### INSTRUCTIONS FOR THE TASK
Below are the entries; return every line among them that holds the word "rock".

### SUPPLIED MATERIAL

[Start of section]

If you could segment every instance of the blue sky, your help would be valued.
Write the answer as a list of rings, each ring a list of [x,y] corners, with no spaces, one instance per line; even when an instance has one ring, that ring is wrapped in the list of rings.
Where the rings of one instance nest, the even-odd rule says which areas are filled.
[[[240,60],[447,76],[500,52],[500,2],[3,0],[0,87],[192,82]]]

[End of section]
[Start of section]

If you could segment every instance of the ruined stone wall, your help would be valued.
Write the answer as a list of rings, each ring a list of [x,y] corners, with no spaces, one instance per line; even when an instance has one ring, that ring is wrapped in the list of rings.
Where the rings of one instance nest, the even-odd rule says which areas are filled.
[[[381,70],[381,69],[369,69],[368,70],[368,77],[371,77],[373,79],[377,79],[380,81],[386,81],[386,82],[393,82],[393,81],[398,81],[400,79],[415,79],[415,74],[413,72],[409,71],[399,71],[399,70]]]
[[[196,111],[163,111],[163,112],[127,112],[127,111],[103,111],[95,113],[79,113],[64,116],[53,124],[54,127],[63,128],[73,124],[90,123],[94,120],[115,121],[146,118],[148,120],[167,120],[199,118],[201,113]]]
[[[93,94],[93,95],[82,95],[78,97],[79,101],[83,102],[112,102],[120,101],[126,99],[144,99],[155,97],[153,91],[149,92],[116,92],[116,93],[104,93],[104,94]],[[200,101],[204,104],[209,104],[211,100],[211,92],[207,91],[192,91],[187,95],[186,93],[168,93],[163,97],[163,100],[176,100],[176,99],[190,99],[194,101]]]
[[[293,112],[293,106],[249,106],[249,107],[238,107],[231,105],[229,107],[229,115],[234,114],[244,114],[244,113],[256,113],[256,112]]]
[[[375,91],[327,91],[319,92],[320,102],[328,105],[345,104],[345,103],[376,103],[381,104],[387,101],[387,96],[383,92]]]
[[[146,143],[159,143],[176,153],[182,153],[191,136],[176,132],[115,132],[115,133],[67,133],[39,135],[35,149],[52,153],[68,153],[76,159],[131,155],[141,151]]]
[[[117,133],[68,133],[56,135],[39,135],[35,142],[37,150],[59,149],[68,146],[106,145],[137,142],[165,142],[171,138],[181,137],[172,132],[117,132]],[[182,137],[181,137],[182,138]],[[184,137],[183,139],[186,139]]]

[End of section]
[Start of section]

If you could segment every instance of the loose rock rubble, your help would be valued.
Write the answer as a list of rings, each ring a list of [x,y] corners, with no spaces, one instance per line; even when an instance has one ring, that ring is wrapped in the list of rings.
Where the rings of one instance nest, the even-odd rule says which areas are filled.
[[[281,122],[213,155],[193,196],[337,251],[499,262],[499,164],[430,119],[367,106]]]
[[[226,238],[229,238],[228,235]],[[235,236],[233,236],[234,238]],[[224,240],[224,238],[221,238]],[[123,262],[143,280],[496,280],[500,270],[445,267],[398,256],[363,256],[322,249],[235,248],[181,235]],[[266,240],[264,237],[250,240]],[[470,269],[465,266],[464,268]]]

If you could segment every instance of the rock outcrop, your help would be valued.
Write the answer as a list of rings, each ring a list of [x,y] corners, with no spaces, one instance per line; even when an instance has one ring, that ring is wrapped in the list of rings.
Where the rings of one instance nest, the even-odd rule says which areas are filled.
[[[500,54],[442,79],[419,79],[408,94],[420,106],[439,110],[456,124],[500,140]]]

[End of section]

### REPLY
If you could segment every instance of the loose rock rubble, your help would be valued.
If you could segment every instance of the rock outcrop, your help would be valued.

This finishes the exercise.